* Written exercise a *
Reproduce the libvirt mailing-list message from "Thus there is" down to "findings about it.".

* Document text *
>> Start

Hi Erik,

Just to let you know that the error I reported in one of my replies was
being caused by one change I forgot to undo. This error here:


error : virQEMUCapsNewForBinaryInternal:4687 : internal error: Failed to
probe QEMU binary with
QMP: libvirt:  error : prctl failed to enable 'dac_override' in the AMBIENT
set:
Operation not permitted


was happening because I have commented out this line inside
qemu_capabilities.c:

--- a/src/qemu/qemu_capabilities.c
+++ b/src/qemu/qemu_capabilities.c
@@ -4519,7 +4519,7 @@ virQEMUCapsInitQMPCommandRun(virQEMUCapsInitQMPCommandPtr cmd,
                                     "-daemonize",
                                     NULL);
     virCommandAddEnvPassCommon(cmd->cmd);
-    virCommandClearCaps(cmd->cmd);
+   // virCommandClearCaps(cmd->cmd);
 
 #if WITH_CAPNG
     /* QEMU might run into permission issues, e.g. /dev/sev (0600), override


Thus there is no need to move the
PR_CAP_AMBIENT around to prevent the
error message. Sorry for any alarms I might have raised there.


I'm still experiencing the issue with IPC_LOCK inside the guest though. I'll update
here when I have concrete findings about it.


Thanks,

DHB

On 2/4/19 4:26 PM, Daniel Henrique Barboza wrote:
Hey Erik,


On 2/4/19 8:11 AM, Erik Skultety wrote:
On Fri, Feb 01, 2019 at 07:40:36PM -0200, Daniel Henrique Barboza wrote:
Update: I've figured it out.

The bug here was that, even running as root, I was getting errors like:

error : virQEMUCapsNewForBinaryInternal:4687 : internal error: Failed to
probe QEMU binary with
QMP: libvirt:  error : prctl failed to enable 'dac_override' in the AMBIENT
set:
Operation not permitted
Being responsible for the latest changes wrt to capabilities, this error itself
is very strange because the prctl man page says the following about EPERM errno:

"option is PR_CAP_AMBIENT and arg2 is PR_CAP_AMBIENT_RAISE, but either the
capability specified in arg3 is not present in the process's permitted and
inheritable capability sets, or the PR_CAP_AMBIENT_LOWER securebit has been
set."

So I'm wondering how can that be since that prctl call happens after we applied
the capabilities we want with capng_apply. Just out of curiosity, what happens
if you move the whole PR_CAP_AMBIENT at the very end of virSetUIDGIDWithCaps
function? Does it change anything?

>> End

* Record list *
>> Start

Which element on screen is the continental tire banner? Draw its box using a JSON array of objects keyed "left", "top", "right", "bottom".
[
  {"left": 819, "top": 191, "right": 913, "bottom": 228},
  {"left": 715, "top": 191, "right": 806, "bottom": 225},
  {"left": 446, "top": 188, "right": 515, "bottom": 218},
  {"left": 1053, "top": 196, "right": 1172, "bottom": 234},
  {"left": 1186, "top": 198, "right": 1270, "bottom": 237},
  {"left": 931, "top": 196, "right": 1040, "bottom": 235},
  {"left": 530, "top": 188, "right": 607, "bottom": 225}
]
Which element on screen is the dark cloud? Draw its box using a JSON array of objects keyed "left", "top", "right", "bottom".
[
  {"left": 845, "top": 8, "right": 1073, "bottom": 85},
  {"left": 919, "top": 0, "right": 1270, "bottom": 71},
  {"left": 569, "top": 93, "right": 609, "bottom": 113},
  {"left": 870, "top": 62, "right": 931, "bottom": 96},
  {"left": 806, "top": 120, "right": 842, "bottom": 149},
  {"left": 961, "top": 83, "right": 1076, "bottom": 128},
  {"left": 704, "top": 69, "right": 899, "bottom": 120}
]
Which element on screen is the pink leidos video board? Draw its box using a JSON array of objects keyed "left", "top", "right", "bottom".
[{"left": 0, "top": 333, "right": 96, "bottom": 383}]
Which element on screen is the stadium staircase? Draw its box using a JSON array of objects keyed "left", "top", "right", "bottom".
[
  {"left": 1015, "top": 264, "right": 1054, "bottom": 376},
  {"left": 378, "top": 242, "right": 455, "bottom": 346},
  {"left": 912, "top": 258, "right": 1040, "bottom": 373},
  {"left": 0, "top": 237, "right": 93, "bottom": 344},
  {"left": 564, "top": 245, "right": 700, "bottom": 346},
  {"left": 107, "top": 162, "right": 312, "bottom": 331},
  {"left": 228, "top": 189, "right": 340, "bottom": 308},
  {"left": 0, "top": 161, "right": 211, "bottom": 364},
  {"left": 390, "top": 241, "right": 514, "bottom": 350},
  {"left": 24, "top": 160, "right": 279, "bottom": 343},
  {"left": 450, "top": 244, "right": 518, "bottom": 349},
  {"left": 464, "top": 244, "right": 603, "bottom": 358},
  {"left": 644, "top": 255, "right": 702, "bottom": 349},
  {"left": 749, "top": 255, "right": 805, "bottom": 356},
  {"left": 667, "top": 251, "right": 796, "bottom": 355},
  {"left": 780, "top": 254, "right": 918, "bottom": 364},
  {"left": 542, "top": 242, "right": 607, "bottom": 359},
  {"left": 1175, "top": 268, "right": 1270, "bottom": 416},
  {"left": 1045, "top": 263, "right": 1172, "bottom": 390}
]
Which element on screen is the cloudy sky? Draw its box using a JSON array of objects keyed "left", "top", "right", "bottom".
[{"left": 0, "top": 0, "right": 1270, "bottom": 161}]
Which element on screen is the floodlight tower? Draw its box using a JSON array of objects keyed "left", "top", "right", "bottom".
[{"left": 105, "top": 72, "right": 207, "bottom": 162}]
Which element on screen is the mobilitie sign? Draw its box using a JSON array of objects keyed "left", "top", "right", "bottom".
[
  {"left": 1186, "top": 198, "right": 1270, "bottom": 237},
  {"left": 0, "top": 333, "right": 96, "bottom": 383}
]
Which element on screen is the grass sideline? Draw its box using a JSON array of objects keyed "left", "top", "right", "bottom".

>> End

* Written exercise b *
Pick out each line of the records above that contains the string "leidos", and copy those lines.

* Expected output a *
Thus there is no need to move the
PR_CAP_AMBIENT around to prevent the
error message. Sorry for any alarms I might have raised there.


I'm still experiencing the issue with IPC_LOCK inside the guest though. I'll update
here when I have concrete findings about it.

* Expected output b *
Which element on screen is the pink leidos video board? Draw its box using a JSON array of objects keyed "left", "top", "right", "bottom".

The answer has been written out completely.